### RECORDED INFORMATION
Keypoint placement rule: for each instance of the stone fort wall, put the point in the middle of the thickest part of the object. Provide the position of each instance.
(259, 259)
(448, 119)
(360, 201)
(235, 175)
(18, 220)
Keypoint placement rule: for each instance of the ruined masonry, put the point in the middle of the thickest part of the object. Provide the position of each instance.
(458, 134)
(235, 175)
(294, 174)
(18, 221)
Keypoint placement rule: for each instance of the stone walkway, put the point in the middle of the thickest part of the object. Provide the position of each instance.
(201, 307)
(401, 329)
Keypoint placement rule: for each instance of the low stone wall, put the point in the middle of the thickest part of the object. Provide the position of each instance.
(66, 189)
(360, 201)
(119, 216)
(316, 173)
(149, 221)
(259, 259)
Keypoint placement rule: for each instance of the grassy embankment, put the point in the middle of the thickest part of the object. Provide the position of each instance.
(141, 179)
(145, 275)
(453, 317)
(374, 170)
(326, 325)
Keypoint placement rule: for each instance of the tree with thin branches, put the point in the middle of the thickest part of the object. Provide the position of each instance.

### WHAT IS EXPECTED
Rewrite everything from the line containing "stone walkway, put" down to the end of the records, substituting "widest" for "thickest" and changing nothing else.

### OUTPUT OF THE TASK
Keypoint placement rule: for each instance of the stone walkway, put the point in the middle of the widest part of the object. Provide the position of each instance.
(201, 307)
(401, 329)
Keypoint placement rule: for each instance of the low stone wall, put the point in the middle of the widest part of the object. Provide the position of each instance.
(66, 189)
(360, 201)
(119, 216)
(316, 173)
(149, 221)
(259, 259)
Keypoint placement rule: for each instance of the grassy embankment, put the point in the middle of the widest part of the object. Provide the position of each instance.
(141, 179)
(145, 275)
(453, 317)
(374, 170)
(326, 325)
Keypoint placement rule: for each instance of the tree with thin branches, put the point in the middle of the widest part of the object. Provide the position of each instance.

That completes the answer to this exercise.